The answer must be a single number: the count of lines in the records below that contain the word "jersey".

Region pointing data
Start of Block

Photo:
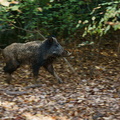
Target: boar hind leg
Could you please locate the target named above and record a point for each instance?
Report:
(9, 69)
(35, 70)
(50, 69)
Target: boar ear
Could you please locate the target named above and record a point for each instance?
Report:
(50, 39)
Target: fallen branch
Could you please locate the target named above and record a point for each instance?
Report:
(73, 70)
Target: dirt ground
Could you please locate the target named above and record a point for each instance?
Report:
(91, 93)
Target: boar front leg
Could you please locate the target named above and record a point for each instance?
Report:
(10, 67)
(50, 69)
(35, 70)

End of Block
Start of Block

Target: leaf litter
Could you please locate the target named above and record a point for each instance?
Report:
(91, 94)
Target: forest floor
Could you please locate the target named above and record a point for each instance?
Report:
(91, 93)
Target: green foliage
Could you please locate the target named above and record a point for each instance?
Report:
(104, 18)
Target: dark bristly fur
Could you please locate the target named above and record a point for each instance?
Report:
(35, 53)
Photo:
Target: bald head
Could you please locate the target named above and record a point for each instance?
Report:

End of Block
Start of Block

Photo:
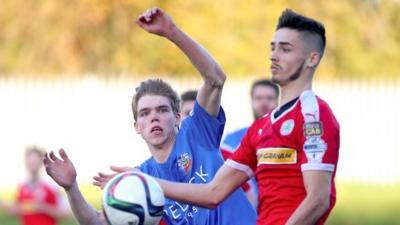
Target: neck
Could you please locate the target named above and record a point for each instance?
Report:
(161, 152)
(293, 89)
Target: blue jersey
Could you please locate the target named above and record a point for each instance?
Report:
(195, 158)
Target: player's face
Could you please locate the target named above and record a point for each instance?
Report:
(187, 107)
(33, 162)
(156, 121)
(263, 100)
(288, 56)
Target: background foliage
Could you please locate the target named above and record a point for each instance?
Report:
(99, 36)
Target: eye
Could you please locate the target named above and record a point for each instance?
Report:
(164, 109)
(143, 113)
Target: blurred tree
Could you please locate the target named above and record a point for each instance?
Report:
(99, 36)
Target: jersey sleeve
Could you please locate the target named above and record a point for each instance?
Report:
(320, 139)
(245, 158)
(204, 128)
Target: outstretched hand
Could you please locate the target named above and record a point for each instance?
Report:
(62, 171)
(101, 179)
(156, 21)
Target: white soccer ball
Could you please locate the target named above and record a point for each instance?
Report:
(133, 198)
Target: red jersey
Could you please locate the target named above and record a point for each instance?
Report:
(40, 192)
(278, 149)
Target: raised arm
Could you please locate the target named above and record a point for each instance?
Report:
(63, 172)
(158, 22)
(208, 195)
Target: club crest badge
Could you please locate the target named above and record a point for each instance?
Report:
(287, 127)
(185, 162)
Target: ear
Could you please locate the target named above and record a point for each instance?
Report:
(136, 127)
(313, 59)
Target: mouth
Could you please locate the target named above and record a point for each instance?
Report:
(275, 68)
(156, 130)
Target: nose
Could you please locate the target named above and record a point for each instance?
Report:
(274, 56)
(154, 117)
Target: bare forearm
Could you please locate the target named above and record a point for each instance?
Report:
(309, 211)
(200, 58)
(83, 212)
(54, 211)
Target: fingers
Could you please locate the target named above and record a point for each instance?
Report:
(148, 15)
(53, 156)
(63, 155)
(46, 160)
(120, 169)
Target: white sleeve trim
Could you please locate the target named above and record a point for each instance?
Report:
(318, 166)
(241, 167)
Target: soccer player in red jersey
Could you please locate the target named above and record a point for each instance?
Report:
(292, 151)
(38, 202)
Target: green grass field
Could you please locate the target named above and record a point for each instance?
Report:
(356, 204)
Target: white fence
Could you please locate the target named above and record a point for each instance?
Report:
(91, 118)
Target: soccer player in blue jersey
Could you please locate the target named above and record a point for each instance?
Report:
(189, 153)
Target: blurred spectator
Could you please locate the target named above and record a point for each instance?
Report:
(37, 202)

End of Block

• The completed task
5